Page text =>
=====
In late 2005 Pardalis deployed a multi-tenant, enterprise-class SaaS to a Texas livestock market. The web-connected service provided for the selective sharing of data assets in the U.S. beef livestock supply chain.  Promising revenues were generated from a backdrop of industry incentives being provided for sourced livestock. The industry incentives themselves were driven by the specter of mandatory livestock identification promised by the USDA in the wake of the 2003 "mad cow" case.

At the livestock market thousands of calves were processed over several sessions. Small livestock producers brought their calves into the auction for weekly sales where they were RFID tagged. An affordable fee per calf was charged to the producers which included the cost of a RFID tag. The tags identifiers were automatically captured, a seller code was entered, and affidavit information was also entered as to the country of origin (USA) of each calf. Buyers paid premium prices for the tagged calves over and above untagged calves. The buyers made money over and above the affordable fee per calf.  After each sale, and at the speed of commerce, all seller, buyer and sales information was uploaded into an information tenancy in the SaaS that was controlled by the livestock market. For the first time ever in the industry, the livestock auction selectively authorized access to this information to the buyers via their own individual tenancies in the SaaS.
=====
Carry on the account of the livestock market service from the point where it stops.

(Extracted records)
=====
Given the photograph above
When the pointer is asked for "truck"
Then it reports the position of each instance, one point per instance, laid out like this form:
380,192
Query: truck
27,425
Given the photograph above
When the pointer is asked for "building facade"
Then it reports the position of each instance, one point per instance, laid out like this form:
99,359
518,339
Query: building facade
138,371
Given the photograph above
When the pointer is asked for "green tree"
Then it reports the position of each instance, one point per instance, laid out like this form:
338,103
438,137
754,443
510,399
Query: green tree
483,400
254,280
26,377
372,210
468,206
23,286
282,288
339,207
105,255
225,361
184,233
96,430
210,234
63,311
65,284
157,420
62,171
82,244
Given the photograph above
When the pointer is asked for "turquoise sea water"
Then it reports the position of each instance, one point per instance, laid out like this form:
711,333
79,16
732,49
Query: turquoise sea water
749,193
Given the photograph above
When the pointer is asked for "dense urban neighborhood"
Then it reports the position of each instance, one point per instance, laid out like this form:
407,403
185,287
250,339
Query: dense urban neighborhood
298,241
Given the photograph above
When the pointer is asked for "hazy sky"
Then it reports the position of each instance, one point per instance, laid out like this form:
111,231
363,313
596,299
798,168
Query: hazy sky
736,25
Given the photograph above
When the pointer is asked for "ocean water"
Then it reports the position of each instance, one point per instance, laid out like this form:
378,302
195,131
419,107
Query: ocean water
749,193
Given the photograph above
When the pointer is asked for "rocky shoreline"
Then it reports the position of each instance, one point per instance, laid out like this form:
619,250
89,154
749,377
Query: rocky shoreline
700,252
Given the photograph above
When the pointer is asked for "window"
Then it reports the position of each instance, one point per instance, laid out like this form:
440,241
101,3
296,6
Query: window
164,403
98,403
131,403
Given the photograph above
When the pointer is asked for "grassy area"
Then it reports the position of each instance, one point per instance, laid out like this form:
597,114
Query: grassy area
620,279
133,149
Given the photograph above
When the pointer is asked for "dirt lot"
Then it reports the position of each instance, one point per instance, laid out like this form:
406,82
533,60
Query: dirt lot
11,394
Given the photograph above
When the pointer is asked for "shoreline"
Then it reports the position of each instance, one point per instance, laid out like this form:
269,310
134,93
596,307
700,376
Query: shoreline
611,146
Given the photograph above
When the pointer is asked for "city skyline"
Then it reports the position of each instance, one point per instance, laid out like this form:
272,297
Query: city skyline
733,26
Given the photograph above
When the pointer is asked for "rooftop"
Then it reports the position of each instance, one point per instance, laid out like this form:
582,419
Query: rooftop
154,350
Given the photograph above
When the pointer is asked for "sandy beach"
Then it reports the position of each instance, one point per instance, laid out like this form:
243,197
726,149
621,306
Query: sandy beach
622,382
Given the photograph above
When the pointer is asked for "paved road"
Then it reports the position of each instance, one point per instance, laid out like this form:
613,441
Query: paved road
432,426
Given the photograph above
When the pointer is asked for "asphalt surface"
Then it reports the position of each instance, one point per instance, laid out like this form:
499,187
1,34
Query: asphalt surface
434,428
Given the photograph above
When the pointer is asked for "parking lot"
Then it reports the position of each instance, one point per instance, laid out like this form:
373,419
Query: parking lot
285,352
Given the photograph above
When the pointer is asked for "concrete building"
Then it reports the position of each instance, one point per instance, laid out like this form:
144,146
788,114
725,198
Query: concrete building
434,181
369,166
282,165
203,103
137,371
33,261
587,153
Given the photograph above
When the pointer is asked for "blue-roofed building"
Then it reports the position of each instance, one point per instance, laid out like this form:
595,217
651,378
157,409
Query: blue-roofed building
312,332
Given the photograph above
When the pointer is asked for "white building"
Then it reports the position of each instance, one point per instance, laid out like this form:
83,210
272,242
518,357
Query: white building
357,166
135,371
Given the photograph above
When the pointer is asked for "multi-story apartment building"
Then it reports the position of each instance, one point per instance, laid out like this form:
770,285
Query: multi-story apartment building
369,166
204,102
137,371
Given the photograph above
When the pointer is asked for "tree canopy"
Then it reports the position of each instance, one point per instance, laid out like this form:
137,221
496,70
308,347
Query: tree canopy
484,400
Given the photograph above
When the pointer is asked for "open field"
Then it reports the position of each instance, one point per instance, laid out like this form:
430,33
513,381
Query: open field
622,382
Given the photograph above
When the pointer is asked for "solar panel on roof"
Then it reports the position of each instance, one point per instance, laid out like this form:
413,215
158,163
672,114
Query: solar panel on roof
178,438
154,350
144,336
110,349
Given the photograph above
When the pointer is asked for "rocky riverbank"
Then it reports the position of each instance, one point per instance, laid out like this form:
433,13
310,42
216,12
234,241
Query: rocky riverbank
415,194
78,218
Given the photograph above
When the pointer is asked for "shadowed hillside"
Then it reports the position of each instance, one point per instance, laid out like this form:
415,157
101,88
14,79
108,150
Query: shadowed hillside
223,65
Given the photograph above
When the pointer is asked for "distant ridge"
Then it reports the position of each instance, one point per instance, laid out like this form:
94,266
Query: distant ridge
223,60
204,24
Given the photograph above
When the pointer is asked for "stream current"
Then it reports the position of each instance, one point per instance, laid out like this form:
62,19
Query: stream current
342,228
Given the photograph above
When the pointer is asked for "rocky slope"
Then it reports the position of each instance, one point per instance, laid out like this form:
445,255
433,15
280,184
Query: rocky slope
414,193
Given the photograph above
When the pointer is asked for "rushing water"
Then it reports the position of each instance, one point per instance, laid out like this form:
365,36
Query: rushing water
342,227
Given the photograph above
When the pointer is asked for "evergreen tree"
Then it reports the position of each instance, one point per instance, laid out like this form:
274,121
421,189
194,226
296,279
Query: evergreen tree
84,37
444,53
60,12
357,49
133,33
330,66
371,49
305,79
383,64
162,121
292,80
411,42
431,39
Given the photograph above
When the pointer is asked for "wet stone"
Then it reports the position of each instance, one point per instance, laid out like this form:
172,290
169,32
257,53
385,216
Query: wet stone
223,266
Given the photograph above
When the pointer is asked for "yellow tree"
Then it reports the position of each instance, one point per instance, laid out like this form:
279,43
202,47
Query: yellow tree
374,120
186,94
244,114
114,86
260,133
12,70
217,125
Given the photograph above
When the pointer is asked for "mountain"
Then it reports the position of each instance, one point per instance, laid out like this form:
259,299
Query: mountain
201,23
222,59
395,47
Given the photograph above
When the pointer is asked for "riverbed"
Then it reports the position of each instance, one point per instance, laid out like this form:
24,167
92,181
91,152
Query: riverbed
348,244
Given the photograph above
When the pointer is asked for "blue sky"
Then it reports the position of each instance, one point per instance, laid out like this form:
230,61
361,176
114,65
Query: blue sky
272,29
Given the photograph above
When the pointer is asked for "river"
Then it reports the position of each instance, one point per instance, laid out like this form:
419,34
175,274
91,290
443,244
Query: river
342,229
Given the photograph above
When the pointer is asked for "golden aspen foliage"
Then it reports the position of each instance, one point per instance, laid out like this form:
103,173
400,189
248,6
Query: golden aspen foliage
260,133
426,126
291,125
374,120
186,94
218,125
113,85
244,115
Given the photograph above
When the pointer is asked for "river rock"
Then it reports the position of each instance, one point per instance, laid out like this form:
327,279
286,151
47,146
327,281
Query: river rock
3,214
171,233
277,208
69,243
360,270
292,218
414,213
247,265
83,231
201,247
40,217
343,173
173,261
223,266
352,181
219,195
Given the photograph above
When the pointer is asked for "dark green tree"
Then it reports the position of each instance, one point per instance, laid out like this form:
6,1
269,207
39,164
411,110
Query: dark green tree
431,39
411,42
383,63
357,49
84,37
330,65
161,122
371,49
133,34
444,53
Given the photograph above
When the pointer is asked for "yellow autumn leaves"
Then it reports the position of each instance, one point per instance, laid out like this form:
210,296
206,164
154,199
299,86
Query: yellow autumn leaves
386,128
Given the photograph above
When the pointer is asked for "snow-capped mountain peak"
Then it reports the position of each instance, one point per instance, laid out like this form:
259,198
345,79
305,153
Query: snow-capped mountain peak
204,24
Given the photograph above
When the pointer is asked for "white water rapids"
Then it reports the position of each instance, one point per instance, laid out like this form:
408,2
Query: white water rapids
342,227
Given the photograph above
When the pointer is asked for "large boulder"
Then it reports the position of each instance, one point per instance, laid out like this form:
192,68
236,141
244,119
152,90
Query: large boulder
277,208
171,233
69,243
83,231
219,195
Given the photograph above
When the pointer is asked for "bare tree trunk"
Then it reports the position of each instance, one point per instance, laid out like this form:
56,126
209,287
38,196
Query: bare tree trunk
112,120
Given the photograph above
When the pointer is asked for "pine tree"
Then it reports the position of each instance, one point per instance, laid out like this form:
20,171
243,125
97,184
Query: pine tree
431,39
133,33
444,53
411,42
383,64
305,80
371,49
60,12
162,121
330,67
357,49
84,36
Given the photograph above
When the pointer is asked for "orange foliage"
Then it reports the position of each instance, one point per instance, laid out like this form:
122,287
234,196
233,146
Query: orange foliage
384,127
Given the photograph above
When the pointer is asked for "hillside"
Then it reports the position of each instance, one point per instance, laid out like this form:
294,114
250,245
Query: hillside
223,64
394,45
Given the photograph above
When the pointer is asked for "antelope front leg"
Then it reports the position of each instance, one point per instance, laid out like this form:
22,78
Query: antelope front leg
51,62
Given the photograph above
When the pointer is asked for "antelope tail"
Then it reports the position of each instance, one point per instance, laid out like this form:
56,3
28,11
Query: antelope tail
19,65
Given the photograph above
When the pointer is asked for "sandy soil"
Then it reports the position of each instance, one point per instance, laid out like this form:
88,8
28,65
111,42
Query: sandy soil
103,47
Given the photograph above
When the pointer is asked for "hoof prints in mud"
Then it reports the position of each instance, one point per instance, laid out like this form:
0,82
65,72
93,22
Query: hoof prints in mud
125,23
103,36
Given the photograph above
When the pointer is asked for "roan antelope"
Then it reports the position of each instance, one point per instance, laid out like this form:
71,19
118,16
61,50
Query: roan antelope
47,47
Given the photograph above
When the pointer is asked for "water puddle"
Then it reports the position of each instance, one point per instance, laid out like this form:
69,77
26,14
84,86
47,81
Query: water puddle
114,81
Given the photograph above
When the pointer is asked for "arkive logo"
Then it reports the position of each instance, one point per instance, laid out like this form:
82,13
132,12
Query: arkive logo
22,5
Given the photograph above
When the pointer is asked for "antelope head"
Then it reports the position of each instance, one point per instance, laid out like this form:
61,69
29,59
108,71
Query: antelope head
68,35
=====
Task answer =>
That any calves were processed at all was not possible without directly addressing the fear of information sharing that was held by both the calf sellers and the livestock market. The calf sellers liked that their respective identities were selectively withheld from the calf buyers. And they liked that a commercial entity they trusted – the livestock market – could stand as a kind of trustee between them and governmental regulators in case an auctioned calf later turned out to be the next ‘mad cow’. In turn the livestock market liked the selectiveness in information sharing because it did not have to share its confidential client list in an “all or nothing” manner to potential competitors on down the supply chain. At that moment in time, the immediate future of selective sharing with the SaaS looked very bright. The selective sharing design deployed by Pardalis in its SaaS fixed data elements at a single location with authorizations controlled by the tenants. Unfortunately, the model could not be continued and scaled at that time to other livestock markets. In 2006 the USDA bowed to political realities and terminated its efforts to introduce national mandatory livestock identification.

And so, too, went the regulatory-driven industry incentives. But … hold that thought.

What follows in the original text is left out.